[[ Extracted data, beginning ]]
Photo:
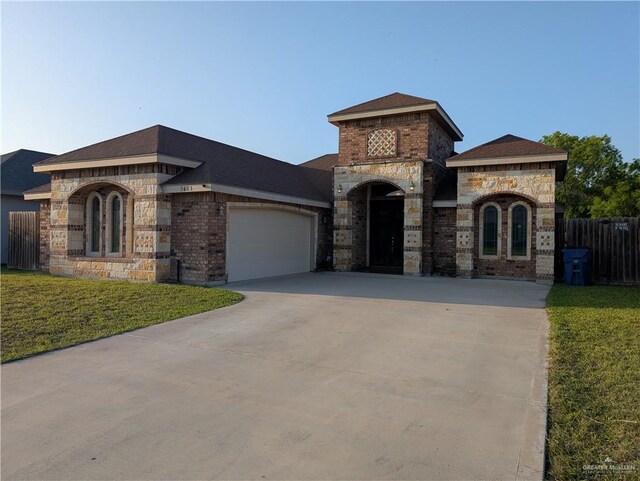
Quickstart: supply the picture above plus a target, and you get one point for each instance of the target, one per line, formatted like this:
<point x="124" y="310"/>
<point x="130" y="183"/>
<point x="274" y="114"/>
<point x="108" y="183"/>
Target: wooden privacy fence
<point x="24" y="240"/>
<point x="615" y="245"/>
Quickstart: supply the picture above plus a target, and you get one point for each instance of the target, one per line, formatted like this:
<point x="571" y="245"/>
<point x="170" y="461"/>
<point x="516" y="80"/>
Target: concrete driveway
[[ Extracted data, end ]]
* _Prompt_: Copy the lines above exactly and exclude every image.

* _Answer space_:
Photo:
Quickstart: supply the picture above plus a target, and you get one point for each instance of the target, one per line, formatted like this:
<point x="124" y="310"/>
<point x="130" y="183"/>
<point x="274" y="114"/>
<point x="108" y="183"/>
Target: wooden privacy fence
<point x="24" y="240"/>
<point x="615" y="245"/>
Quickstart: supply the picture above plus a target, and you get one point for each instance of the target, one per line, formatted like this:
<point x="571" y="245"/>
<point x="170" y="461"/>
<point x="516" y="80"/>
Target: concrete driveway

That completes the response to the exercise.